AIM OF THE TASK: Copy the listing below line for line, keeping every word and number unchanged.

AVAILABLE RECORDS:
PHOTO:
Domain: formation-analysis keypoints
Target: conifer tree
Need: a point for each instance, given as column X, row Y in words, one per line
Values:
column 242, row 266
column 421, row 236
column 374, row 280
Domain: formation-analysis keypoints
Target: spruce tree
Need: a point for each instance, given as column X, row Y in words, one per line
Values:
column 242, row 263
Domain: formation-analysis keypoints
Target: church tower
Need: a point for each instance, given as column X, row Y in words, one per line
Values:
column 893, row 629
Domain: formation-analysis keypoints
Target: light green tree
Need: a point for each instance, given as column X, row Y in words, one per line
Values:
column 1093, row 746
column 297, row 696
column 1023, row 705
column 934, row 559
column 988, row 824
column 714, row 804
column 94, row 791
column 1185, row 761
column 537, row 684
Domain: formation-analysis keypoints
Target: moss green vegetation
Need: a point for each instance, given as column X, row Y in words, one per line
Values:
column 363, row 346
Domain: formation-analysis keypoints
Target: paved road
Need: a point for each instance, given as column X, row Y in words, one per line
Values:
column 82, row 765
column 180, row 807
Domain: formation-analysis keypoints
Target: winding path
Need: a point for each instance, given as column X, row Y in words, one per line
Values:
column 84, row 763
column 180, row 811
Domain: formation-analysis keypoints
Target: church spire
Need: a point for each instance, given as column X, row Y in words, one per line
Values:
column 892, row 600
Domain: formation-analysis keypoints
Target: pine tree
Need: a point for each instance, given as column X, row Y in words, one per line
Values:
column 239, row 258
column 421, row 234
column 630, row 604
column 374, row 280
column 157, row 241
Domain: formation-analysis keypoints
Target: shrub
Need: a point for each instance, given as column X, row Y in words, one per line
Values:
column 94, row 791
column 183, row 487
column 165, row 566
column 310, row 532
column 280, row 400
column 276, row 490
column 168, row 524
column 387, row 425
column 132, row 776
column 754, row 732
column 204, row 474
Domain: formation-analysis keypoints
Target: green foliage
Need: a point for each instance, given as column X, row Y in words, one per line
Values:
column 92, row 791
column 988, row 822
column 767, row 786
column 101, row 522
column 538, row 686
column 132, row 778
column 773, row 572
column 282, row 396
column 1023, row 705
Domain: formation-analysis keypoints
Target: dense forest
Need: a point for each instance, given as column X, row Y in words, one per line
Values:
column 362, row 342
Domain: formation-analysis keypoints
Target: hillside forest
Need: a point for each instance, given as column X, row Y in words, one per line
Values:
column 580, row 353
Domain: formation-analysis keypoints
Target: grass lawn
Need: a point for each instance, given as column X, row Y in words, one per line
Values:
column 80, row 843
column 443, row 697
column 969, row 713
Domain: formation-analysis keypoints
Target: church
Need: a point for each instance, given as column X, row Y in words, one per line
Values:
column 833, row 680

REPLY:
PHOTO:
Domain: formation-analysis keypoints
Target: conifer tree
Need: a point for each instance, given as column X, row Y in words, one per line
Values:
column 242, row 266
column 421, row 236
column 374, row 280
Domain: formation-analysis keypoints
Target: spruce tree
Need: a point for each instance, given as column X, row Y in words, one per line
Values:
column 242, row 263
Domain: formation-analysis keypoints
Target: church tower
Need: a point for each instance, given as column X, row Y in words, one per line
Values:
column 893, row 629
Domain: formation-analysis keypoints
Target: light green tree
Need: a point for each instance, given as column X, row Y in words, one per line
Values:
column 1093, row 746
column 297, row 696
column 1023, row 705
column 934, row 559
column 988, row 824
column 714, row 804
column 94, row 791
column 1185, row 761
column 537, row 684
Domain: formation-analysis keypoints
Target: moss green vegetation
Need: a point for each instance, given as column X, row Y in words, one per line
Values:
column 363, row 346
Domain: formation-analysis keypoints
Target: paved road
Need: a point for each instance, given as column X, row Y in words, one per line
Values:
column 82, row 765
column 180, row 807
Domain: formation-analysis keypoints
Target: winding path
Need: a point for each instance, given as column X, row Y in words, one per line
Values:
column 84, row 763
column 180, row 811
Domain: formation-analysis keypoints
Target: church spire
Need: a point for each instance, given as column X, row Y in words, one per line
Values:
column 892, row 600
Domain: formation-analysis keypoints
Target: pine tree
Need: a point for each instance, given as column X, row Y in words, one per line
Values:
column 239, row 258
column 421, row 234
column 630, row 604
column 374, row 280
column 157, row 241
Domain: formation-analysis keypoints
Target: shrub
Need: a point for each instance, given as column X, row Y in words, one per line
Values:
column 94, row 791
column 183, row 487
column 165, row 566
column 310, row 532
column 280, row 400
column 276, row 490
column 168, row 524
column 387, row 425
column 132, row 776
column 754, row 732
column 204, row 474
Domain: formation-analysis keypoints
Target: green foliage
Need: a point for each instance, given as column X, row Y in words, one per line
Values:
column 92, row 791
column 988, row 822
column 767, row 786
column 101, row 522
column 538, row 686
column 132, row 778
column 773, row 572
column 282, row 396
column 1023, row 705
Domain: formation-analysis keypoints
Target: dense forest
Need: a point for each instance, given as column X, row Y in words, one per line
Values:
column 362, row 342
Domain: formation-analysis keypoints
Target: hillside forest
Need: a point for each instance, given as column X, row Y in words, one per line
Values:
column 580, row 353
Domain: formation-analysis keypoints
Target: grass lawn
Need: a point for each instance, given as column X, row Y in words, one per line
Values:
column 80, row 843
column 443, row 697
column 969, row 713
Domain: formation-analysis keypoints
Target: church
Need: a point for each instance, given as column X, row Y in words, one per line
Values:
column 833, row 680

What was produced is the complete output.